(Aim of the exercise): Can you reproduce every one of the records below verbatim, leaving the pictures out of your answer?

(Labeled contour entries)
** BEGIN **
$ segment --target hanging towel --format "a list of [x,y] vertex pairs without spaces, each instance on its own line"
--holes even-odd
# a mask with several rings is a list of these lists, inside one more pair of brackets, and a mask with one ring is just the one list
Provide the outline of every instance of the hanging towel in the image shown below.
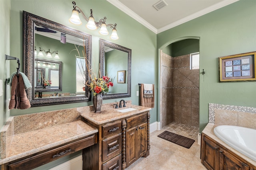
[[20,74],[19,74],[18,77],[17,77],[17,75],[14,75],[11,85],[11,96],[9,109],[26,109],[30,108],[30,104],[27,98],[23,78]]
[[[24,82],[25,90],[27,90],[29,88],[32,88],[32,86],[31,86],[31,84],[29,82],[28,77],[26,76],[26,75],[25,75],[25,74],[23,73],[22,72],[20,72],[19,73],[20,74],[19,75],[21,75],[21,76],[22,76],[23,82]],[[14,72],[12,74],[12,75],[10,78],[7,78],[7,80],[6,80],[6,83],[7,84],[10,84],[10,86],[12,86],[12,79],[13,79],[13,77],[14,76],[14,75],[16,75],[16,74],[17,72]]]
[[[142,106],[145,106],[147,107],[151,107],[154,108],[155,106],[155,97],[154,97],[154,84],[150,84],[152,87],[152,97],[148,98],[148,97],[145,97],[144,96],[144,90],[145,90],[144,85],[147,84],[142,84],[140,85],[140,105]],[[148,85],[146,85],[147,86],[146,88],[148,88]],[[147,89],[150,89],[150,88],[147,88]],[[146,95],[147,96],[147,95]]]
[[153,94],[153,84],[143,84],[144,85],[144,97],[150,98],[154,97]]

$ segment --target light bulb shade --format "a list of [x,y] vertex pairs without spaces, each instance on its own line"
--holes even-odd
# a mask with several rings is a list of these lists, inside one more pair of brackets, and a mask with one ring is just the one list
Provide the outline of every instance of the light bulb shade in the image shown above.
** END **
(Answer for this exercise):
$ segment --target hanging towel --format "a list of [x,y] vertex pairs without spaces, each instance on its own line"
--holes even-odd
# a mask with several rings is a list of these lists, inside one more pair of brackets, and a mask with one ring is just the one list
Provide the outline of every instance of the hanging towel in the image shown below.
[[20,74],[19,74],[18,77],[17,77],[17,75],[14,75],[11,85],[11,96],[9,109],[26,109],[30,108],[30,104],[27,98],[23,78]]
[[[24,82],[25,90],[27,90],[29,88],[32,88],[32,86],[31,86],[31,84],[29,82],[28,77],[26,76],[26,75],[25,75],[25,74],[23,73],[22,72],[20,72],[19,73],[20,74],[19,75],[21,75],[21,76],[22,76],[23,82]],[[14,72],[12,74],[12,75],[10,78],[7,78],[7,80],[6,80],[6,83],[7,84],[10,84],[10,86],[12,86],[12,79],[13,79],[13,77],[14,76],[14,75],[16,75],[16,74],[17,72]]]
[[[142,106],[145,106],[147,107],[151,107],[154,108],[155,106],[155,97],[154,97],[154,84],[150,84],[152,87],[152,97],[148,98],[148,97],[145,97],[144,96],[144,90],[145,90],[144,85],[147,84],[142,84],[140,85],[140,105]],[[148,85],[146,85],[147,86],[146,88],[148,88]],[[147,89],[150,89],[150,88],[147,88]],[[146,95],[147,96],[147,95]]]
[[153,94],[153,84],[143,84],[144,85],[144,97],[150,98],[154,97]]

$ segment --target light bulb shade --format "a list of [x,y] vertex pairs without spaces, each instance on its own line"
--holes even-odd
# a mask with several rings is a list of these lists, inside one more pair of brackets, and a mask with one ring is just the one list
Provide the outline of every instance of the light bulb shade in the image shown above.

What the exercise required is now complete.